--- start of DATA FOR PROCESSING ---

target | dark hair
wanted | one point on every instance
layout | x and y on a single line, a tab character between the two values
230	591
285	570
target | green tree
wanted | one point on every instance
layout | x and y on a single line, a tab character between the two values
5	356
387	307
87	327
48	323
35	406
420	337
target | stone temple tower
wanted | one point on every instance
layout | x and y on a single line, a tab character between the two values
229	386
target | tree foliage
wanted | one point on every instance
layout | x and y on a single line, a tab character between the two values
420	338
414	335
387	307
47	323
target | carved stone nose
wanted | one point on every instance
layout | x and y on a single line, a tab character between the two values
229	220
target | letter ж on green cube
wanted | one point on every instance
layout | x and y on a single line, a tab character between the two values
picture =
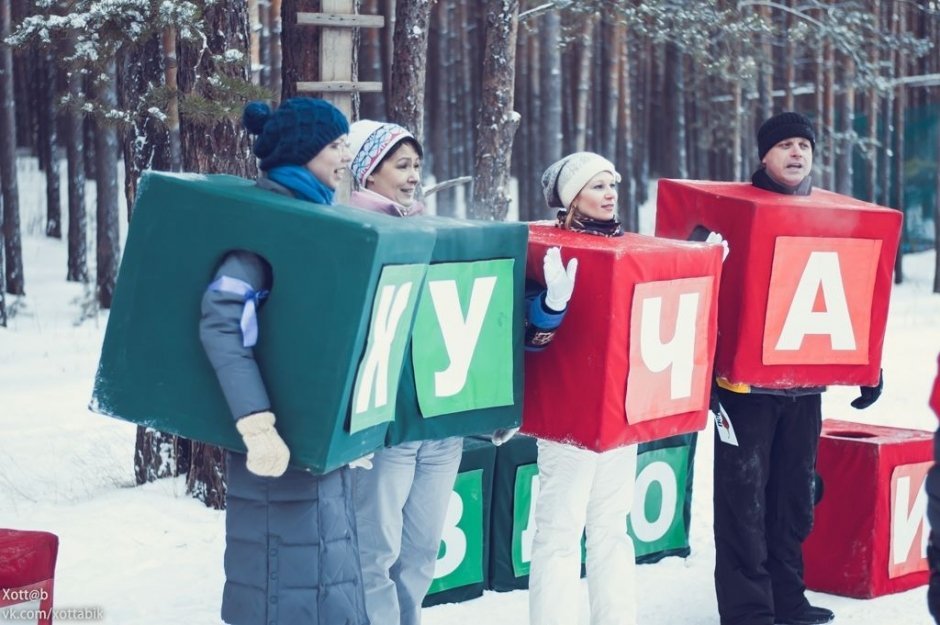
465	369
662	506
461	570
327	263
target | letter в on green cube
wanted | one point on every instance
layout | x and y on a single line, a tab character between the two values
464	370
327	264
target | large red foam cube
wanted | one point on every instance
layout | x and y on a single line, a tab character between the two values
632	361
804	297
869	533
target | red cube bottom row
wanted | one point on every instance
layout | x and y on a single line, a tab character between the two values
870	532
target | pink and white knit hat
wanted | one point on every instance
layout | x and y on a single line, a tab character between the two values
370	141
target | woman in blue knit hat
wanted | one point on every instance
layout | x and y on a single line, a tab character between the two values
402	504
291	553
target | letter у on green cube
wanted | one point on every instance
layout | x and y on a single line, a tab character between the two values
464	367
327	263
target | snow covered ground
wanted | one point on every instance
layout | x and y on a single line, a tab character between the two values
151	555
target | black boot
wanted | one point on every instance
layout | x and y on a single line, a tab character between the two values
933	589
810	615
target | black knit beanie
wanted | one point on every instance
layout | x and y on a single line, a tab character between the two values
295	132
784	126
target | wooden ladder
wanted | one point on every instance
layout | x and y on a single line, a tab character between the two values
336	53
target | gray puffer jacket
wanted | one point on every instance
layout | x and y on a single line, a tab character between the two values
291	551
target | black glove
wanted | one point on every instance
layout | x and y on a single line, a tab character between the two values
713	404
933	588
870	394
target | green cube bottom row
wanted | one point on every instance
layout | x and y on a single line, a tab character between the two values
486	542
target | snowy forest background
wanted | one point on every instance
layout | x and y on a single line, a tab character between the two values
496	89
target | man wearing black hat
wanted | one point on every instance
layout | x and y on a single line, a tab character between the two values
765	455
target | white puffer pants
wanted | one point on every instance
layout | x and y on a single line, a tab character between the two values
583	490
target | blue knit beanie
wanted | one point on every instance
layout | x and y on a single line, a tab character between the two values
784	126
295	132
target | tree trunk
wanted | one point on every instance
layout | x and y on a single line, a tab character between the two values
498	120
551	140
871	161
681	153
78	220
223	147
765	68
170	70
829	123
629	209
900	103
583	84
523	150
49	144
789	64
370	63
149	146
146	144
846	143
108	247
406	87
300	46
12	246
936	222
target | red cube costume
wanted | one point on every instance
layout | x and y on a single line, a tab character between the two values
632	361
805	295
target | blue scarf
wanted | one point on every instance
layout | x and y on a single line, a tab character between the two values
302	183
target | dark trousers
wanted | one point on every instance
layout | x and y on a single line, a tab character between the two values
933	487
764	505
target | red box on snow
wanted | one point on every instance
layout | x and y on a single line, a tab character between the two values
804	298
632	360
869	533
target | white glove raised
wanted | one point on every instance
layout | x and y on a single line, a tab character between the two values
268	454
501	435
362	463
558	280
715	237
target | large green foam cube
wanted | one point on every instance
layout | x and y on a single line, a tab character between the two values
314	328
485	261
462	568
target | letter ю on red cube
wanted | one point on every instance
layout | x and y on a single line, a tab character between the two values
632	361
804	298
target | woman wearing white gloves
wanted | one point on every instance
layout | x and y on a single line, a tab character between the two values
290	536
580	489
402	503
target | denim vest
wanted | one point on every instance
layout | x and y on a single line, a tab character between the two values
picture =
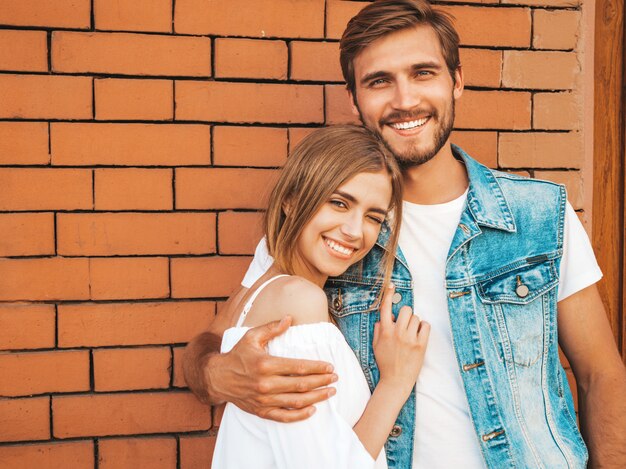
502	275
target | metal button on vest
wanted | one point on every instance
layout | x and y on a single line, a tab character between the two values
396	431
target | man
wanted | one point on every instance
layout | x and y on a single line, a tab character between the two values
490	260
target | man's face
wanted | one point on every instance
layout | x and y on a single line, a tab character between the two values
405	93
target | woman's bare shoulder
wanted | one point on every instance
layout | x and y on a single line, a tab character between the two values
295	296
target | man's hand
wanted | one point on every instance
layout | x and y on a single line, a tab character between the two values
281	389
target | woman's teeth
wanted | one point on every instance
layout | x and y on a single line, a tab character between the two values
409	125
338	247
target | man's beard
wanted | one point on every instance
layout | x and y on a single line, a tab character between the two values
414	156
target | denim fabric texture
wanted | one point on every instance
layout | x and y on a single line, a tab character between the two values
502	276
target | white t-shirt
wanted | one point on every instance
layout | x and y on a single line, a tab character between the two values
425	239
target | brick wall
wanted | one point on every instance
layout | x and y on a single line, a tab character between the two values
137	141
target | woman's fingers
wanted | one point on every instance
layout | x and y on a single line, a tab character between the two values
386	317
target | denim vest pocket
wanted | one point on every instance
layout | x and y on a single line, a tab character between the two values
516	304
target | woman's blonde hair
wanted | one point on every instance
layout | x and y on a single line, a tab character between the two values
320	163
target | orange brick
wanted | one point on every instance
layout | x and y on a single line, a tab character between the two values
26	234
540	70
121	278
498	110
77	455
57	14
197	277
482	146
573	182
540	150
26	326
196	452
44	279
481	67
135	368
491	26
338	13
131	54
179	377
317	61
338	105
249	146
108	234
261	18
133	189
223	188
133	453
248	102
25	419
127	414
45	189
130	144
555	29
557	111
45	97
153	323
23	51
296	135
250	58
130	99
24	143
42	372
133	15
239	232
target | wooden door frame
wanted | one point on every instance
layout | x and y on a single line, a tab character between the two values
609	167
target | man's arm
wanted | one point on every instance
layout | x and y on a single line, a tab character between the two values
280	389
587	341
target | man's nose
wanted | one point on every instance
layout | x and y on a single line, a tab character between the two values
406	95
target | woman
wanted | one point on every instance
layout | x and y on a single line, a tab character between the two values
324	215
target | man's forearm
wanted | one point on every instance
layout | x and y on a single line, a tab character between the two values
602	409
198	353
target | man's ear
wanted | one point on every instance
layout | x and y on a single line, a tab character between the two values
353	104
458	82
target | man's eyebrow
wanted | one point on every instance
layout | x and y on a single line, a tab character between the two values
374	76
351	198
382	74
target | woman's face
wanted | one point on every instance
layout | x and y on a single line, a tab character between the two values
345	228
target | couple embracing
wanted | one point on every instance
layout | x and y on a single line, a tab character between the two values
432	292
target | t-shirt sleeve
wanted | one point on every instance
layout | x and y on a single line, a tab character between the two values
579	268
260	264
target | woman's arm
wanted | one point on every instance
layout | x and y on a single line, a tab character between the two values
399	348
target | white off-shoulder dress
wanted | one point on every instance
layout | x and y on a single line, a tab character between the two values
325	440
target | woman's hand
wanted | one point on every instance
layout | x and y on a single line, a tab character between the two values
400	345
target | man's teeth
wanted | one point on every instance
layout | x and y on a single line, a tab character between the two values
409	125
338	247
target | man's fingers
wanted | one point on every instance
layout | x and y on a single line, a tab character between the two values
295	384
293	366
261	335
386	317
288	415
424	332
402	321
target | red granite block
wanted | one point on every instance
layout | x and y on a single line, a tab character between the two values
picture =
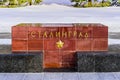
52	59
84	32
19	46
69	45
20	33
83	44
100	44
35	33
68	56
35	45
100	32
50	44
67	32
68	65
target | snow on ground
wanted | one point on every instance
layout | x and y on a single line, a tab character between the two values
8	41
63	2
55	13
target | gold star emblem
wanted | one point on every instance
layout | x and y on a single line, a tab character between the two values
59	44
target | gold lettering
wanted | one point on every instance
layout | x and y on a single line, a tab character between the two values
64	34
45	34
33	34
80	35
86	35
57	34
51	35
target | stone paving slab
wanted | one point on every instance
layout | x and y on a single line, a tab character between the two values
60	76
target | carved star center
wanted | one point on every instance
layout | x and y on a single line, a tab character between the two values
59	44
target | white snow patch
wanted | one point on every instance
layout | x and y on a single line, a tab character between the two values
62	2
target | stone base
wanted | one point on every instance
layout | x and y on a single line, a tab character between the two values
98	62
60	70
21	63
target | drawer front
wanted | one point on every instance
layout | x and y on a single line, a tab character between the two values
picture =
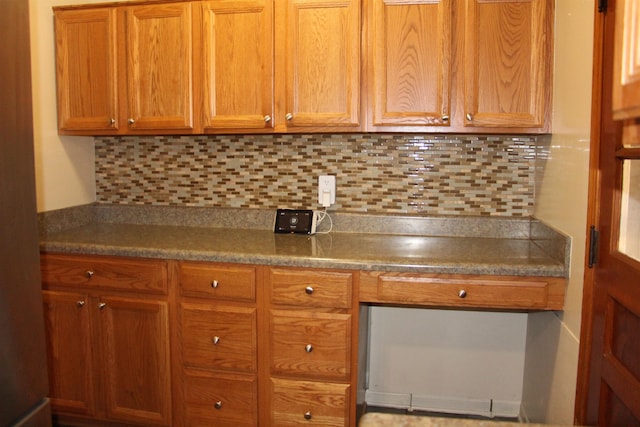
311	345
221	337
221	400
462	292
311	288
295	403
141	276
226	282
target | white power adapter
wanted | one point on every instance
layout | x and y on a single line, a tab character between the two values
326	190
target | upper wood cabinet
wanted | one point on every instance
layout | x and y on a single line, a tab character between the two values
125	69
459	65
317	64
86	70
626	81
234	41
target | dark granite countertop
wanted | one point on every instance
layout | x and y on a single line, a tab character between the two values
525	248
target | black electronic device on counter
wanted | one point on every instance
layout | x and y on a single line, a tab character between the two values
297	221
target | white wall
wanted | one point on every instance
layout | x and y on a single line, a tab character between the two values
65	171
561	202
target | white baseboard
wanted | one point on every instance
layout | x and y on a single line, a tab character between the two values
451	405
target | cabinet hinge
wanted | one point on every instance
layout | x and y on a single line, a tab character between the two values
594	236
602	5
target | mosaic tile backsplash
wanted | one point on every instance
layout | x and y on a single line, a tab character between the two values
382	174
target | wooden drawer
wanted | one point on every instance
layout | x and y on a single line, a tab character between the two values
502	292
310	345
220	400
139	275
226	282
311	288
295	403
219	337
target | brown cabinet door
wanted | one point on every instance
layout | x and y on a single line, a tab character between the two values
507	63
318	63
69	352
134	337
158	66
626	81
86	70
409	62
234	53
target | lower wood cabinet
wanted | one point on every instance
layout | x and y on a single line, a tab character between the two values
108	352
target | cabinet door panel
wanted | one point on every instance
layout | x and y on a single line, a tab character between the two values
159	66
86	70
237	64
508	58
69	355
410	46
322	56
135	348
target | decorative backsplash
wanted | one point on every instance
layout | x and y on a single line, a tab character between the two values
376	173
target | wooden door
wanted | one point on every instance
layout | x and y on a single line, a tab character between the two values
69	352
318	63
86	70
410	62
158	66
135	349
234	51
608	392
508	57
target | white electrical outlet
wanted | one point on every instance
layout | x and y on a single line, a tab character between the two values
326	190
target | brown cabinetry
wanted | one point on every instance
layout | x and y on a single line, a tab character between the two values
311	329
217	341
107	323
124	69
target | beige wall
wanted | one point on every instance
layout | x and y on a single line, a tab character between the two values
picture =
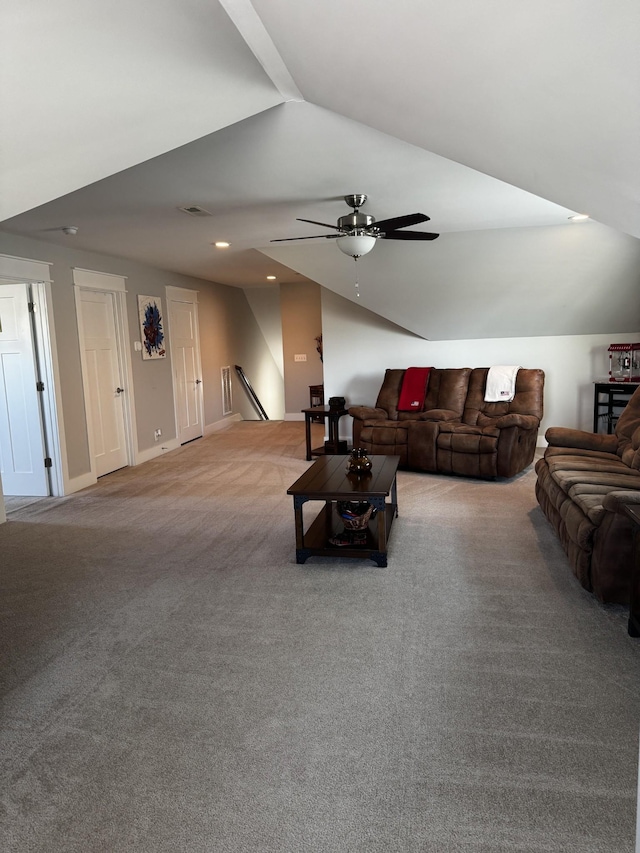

--- end of DATA FOR PROCESSING ---

GOAL OF THE EXERCISE:
Quote the records word for word, from the line containing "target | decorative backsplash" through the end of the records, including both ends, and leave the pictures out of your answer.

RESPONSE BELOW:
target | decorative backsplash
wanted | one point on every instance
layout | x and y on a single line, a tab character between the two values
376	173
target | wooden door
wanted | one point on every instance
layout | x and y on a single line, a tab character between the two values
69	352
318	63
86	70
410	62
158	66
135	349
234	51
608	392
508	57
target | white electrical outlet
wanted | one point on every instance
layout | x and y on a single line, a tab character between the two values
326	190
target | brown cabinetry
wanted | one point on every instance
layout | x and y on a single line, a tab character between the two values
311	329
217	341
107	323
124	69
target | beige wall
wanted | one point on every instance
layout | x and y on a single line, a tab character between the two values
picture =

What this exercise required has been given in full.